Supplied text -

● ● ● ●

And I want her to remember me. In addition to the earrings which I was wearing, I now have a beautiful bracelet with a cross. And Lamis has my watch, set to the time in Omaha. When she looks at it, she will know that she has a friend and prayer partner eight time zones to the west who loves her and remembers her.

Lamis, my sister in Christ. Please pray for her and for her church and for her country.

Thin Places

Thin places are those places where you can just reach out and grab a hold of God or feel that he has grabbed you in a big bear hug. I love those hugs and try to give as many as I can. I gave one to Julia Ann, also known as Peg, yesterday, and she hugged me back. I received an embrace from Jesus yesterday in the arms of an elderly lady with beautiful white hair. A thin place. The veil was torn. The divine invaded the mundane in an incarnational and relational way as we would say here at West Hills Church.

I have experienced those places on my holy trips to Lebanon and Syria and Iraq as well.

The Aziz family, refugees from Iraq living in Aleppo, Syria, August, 2010.

● ● ● ●

To do -
Return the portion of the passage on thin places starting at "Thin places are" and ending at "Iraq as well.", unchanged and in full.

● ● ● ●

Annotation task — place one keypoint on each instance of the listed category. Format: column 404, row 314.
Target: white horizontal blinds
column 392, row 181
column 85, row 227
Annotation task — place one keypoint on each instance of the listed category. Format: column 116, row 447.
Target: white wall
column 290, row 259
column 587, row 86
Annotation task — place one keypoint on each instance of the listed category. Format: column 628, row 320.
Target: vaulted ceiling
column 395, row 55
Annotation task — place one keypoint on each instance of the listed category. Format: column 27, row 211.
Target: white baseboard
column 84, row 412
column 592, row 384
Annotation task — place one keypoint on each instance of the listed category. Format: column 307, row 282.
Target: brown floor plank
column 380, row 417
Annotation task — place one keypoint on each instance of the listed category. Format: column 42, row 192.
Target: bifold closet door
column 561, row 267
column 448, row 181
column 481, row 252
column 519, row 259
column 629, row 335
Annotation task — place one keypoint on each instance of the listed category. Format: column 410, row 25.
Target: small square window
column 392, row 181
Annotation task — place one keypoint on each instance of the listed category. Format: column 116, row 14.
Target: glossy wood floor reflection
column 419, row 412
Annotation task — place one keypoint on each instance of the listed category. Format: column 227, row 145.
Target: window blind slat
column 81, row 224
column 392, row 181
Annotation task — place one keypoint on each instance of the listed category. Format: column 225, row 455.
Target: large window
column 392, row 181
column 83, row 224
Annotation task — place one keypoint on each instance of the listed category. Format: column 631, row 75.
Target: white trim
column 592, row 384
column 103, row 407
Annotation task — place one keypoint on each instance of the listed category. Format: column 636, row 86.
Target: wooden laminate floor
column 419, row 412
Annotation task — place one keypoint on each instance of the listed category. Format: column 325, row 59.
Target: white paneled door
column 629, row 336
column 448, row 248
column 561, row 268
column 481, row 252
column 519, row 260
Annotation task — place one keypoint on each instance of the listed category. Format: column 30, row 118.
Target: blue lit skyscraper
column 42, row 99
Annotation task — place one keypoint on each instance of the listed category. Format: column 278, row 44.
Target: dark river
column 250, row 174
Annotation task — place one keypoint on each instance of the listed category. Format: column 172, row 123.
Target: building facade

● ● ● ●

Response box -
Thin places are those places where you can just reach out and grab a hold of God or feel that he has grabbed you in a big bear hug. I love those hugs and try to give as many as I can. I gave one to Julia Ann, also known as Peg, yesterday, and she hugged me back. I received an embrace from Jesus yesterday in the arms of an elderly lady with beautiful white hair. A thin place. The veil was torn. The divine invaded the mundane in an incarnational and relational way as we would say here at West Hills Church.

I have experienced those places on my holy trips to Lebanon and Syria and Iraq as well.